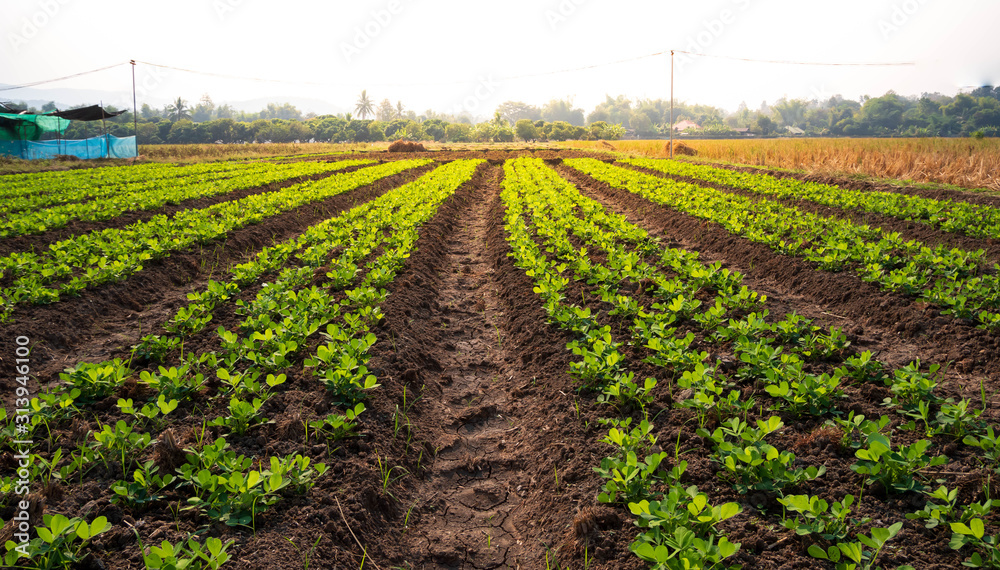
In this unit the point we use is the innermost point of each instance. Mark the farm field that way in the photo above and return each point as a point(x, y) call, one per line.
point(501, 358)
point(966, 163)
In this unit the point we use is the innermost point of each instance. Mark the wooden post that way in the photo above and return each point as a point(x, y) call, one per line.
point(671, 103)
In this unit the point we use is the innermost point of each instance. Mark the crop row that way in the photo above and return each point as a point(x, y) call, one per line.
point(156, 195)
point(114, 254)
point(677, 522)
point(87, 182)
point(954, 279)
point(635, 475)
point(961, 217)
point(213, 481)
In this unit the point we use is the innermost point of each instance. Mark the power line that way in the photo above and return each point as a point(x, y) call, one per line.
point(788, 62)
point(465, 82)
point(12, 87)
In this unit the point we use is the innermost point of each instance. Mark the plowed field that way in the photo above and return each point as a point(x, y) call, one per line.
point(482, 444)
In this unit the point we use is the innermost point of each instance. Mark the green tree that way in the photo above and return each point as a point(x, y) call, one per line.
point(385, 111)
point(562, 110)
point(458, 132)
point(364, 106)
point(178, 110)
point(526, 130)
point(514, 111)
point(640, 122)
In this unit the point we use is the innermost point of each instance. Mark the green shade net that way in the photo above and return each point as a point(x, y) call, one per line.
point(29, 127)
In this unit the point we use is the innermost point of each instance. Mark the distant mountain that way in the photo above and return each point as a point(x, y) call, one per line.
point(304, 104)
point(66, 98)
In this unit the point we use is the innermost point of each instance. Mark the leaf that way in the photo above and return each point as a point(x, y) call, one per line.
point(978, 530)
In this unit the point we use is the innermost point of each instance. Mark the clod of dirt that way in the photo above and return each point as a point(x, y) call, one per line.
point(681, 148)
point(168, 454)
point(406, 146)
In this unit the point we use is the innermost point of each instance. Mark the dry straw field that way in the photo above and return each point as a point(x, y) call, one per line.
point(967, 163)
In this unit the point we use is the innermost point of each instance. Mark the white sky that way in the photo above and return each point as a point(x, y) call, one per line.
point(436, 53)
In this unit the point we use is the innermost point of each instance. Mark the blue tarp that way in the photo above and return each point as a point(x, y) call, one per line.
point(105, 146)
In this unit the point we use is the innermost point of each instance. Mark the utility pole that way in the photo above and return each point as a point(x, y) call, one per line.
point(671, 103)
point(135, 114)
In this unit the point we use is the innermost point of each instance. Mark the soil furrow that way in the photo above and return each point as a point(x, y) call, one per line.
point(103, 322)
point(41, 242)
point(898, 327)
point(910, 230)
point(970, 196)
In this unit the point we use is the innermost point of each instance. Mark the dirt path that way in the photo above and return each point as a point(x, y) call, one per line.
point(470, 492)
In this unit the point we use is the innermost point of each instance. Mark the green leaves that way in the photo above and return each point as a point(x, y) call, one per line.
point(855, 551)
point(59, 543)
point(895, 469)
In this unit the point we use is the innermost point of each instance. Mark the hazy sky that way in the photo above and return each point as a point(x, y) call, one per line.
point(452, 55)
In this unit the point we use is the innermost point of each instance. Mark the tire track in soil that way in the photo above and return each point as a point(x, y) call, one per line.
point(468, 496)
point(894, 326)
point(103, 321)
point(486, 494)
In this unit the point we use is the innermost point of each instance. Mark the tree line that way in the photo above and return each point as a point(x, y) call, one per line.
point(976, 113)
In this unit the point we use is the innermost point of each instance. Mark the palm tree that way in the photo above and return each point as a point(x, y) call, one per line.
point(178, 110)
point(364, 106)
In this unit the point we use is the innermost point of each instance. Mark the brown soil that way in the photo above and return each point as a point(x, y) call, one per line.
point(910, 230)
point(491, 445)
point(406, 146)
point(875, 186)
point(41, 242)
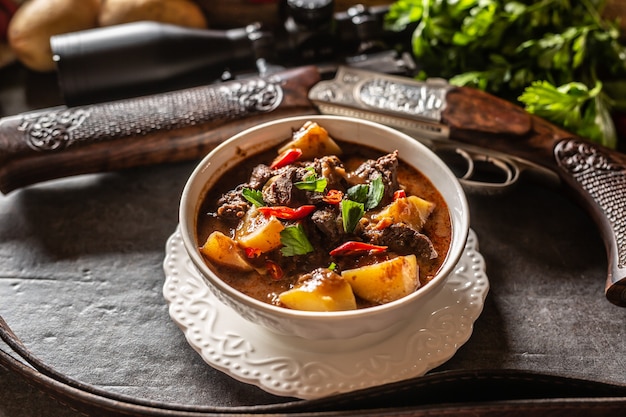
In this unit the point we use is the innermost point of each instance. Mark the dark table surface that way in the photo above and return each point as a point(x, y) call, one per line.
point(81, 281)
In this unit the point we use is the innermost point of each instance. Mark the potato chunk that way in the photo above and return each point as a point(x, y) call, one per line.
point(259, 232)
point(411, 210)
point(314, 142)
point(223, 250)
point(385, 281)
point(321, 290)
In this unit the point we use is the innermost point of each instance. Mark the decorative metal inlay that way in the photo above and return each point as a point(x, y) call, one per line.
point(421, 100)
point(397, 97)
point(58, 129)
point(604, 180)
point(52, 130)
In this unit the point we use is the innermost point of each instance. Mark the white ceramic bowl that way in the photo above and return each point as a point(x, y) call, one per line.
point(322, 325)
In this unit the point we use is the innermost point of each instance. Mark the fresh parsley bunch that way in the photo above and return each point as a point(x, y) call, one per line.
point(555, 57)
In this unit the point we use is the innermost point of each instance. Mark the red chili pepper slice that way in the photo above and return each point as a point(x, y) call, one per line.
point(275, 271)
point(355, 248)
point(287, 213)
point(286, 157)
point(333, 197)
point(252, 252)
point(399, 194)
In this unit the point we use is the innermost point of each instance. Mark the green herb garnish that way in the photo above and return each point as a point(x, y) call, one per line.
point(529, 52)
point(253, 196)
point(351, 213)
point(294, 241)
point(370, 195)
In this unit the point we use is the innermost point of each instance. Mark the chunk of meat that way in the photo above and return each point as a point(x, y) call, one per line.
point(402, 239)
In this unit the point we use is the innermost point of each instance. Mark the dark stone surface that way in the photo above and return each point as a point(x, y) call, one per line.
point(81, 278)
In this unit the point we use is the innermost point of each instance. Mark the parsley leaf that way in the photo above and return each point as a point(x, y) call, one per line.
point(370, 195)
point(311, 183)
point(253, 196)
point(375, 193)
point(351, 213)
point(504, 47)
point(295, 241)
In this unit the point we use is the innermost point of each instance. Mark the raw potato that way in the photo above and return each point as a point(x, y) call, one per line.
point(37, 20)
point(222, 250)
point(176, 12)
point(314, 142)
point(258, 232)
point(386, 281)
point(321, 292)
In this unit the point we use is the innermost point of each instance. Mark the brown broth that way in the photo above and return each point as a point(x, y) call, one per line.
point(266, 289)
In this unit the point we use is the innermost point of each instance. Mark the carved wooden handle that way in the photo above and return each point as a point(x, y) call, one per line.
point(181, 125)
point(594, 174)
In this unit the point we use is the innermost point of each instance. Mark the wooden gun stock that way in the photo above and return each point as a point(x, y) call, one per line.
point(595, 175)
point(186, 124)
point(169, 127)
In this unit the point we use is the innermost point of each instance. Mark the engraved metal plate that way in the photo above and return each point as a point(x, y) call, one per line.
point(396, 101)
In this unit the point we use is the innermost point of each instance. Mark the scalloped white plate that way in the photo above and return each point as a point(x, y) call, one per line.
point(293, 367)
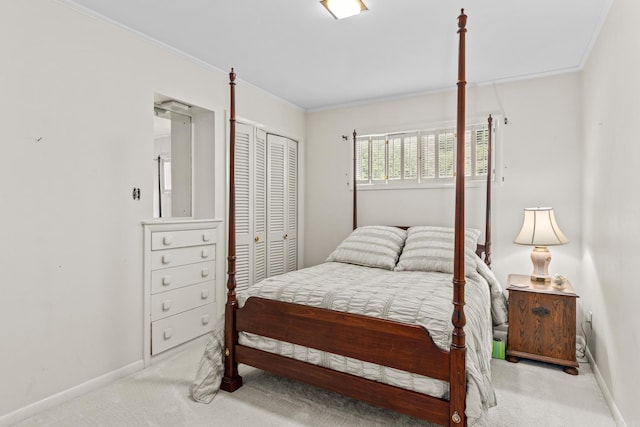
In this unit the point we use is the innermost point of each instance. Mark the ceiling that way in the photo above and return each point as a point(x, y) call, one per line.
point(295, 50)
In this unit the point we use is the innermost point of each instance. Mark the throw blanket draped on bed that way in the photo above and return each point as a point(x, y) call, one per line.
point(416, 297)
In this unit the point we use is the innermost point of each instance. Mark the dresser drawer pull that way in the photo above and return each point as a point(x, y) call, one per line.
point(540, 311)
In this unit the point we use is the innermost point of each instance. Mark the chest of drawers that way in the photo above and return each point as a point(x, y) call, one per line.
point(180, 282)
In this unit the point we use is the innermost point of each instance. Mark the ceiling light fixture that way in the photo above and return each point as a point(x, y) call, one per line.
point(344, 8)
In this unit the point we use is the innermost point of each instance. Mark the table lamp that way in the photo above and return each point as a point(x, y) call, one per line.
point(540, 229)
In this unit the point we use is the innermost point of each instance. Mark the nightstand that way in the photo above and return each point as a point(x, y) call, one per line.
point(542, 322)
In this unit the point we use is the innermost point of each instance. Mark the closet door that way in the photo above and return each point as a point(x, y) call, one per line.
point(244, 214)
point(260, 207)
point(282, 228)
point(251, 209)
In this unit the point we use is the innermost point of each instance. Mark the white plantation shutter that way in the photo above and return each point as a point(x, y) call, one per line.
point(481, 141)
point(467, 153)
point(410, 157)
point(446, 150)
point(394, 157)
point(378, 159)
point(423, 156)
point(362, 159)
point(428, 156)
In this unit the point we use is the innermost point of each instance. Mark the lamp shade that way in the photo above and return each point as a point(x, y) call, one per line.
point(539, 228)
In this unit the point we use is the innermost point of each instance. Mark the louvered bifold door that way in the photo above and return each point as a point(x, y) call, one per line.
point(260, 207)
point(282, 205)
point(276, 204)
point(291, 180)
point(244, 195)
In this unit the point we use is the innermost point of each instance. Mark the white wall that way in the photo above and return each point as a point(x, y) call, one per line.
point(539, 161)
point(77, 136)
point(611, 155)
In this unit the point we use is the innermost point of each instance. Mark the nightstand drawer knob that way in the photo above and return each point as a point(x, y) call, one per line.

+-------+

**Exercise aim:**
Keep only the lines from the one containing "Mark the chest" to the end of the entries, and repeat them exactly.

**Result:**
In this unit the point we use is the innermost point of each instance. Mark the chest of drawers that way in the photo above and return each point as a point(x, y) call, one per line.
point(180, 282)
In this unit the point we use is the innermost point of each instance. Mark the ceiling light fixture that way in the photo above and return each point as a point(x, y) call, one per line.
point(344, 8)
In this unit the point we use is the innermost point of each instance. Mark the table lamp that way in the photo above and return each point as a point(x, y) call, one per line.
point(540, 229)
In this unit the point we use is the innermost point of each instance. Mark the nightstand that way in the photo above and return each point as a point(x, y) call, one per line.
point(542, 322)
In this unit the point we use is the innermost point of each instance. Mark the closet door that way in the photo above and return each point as a point(x, y) call, one per line.
point(244, 214)
point(260, 207)
point(282, 228)
point(251, 209)
In this unit the point we use is the innermost point of each instance. Mark the white plantation shutter that way in the photo above and return each point as a point(x, y) call, one per line.
point(481, 141)
point(467, 153)
point(410, 157)
point(446, 150)
point(394, 157)
point(378, 159)
point(423, 156)
point(362, 159)
point(428, 156)
In this unit the point we use is the innermost point of each instance. Mark the lamp shade that way in the photo above and return each point as a point(x, y) call, one per line.
point(539, 228)
In this unit the point we use is the innermost point of each instance. Mark the louvered bifold door that way in the photo above and return each point as a point(x, y) call, one per line.
point(260, 207)
point(282, 205)
point(276, 204)
point(291, 180)
point(244, 195)
In this unit the point we use is the innermost point of each instance. Mark the white wall that way in the photo above and return each point as a point(x, y) call, one per line.
point(539, 161)
point(77, 136)
point(611, 155)
In this unit the point we use is the innermost point of each instance. Mark the nightstand drawer knob that way in the photo above and return each point as a point(x, y) call, one per line.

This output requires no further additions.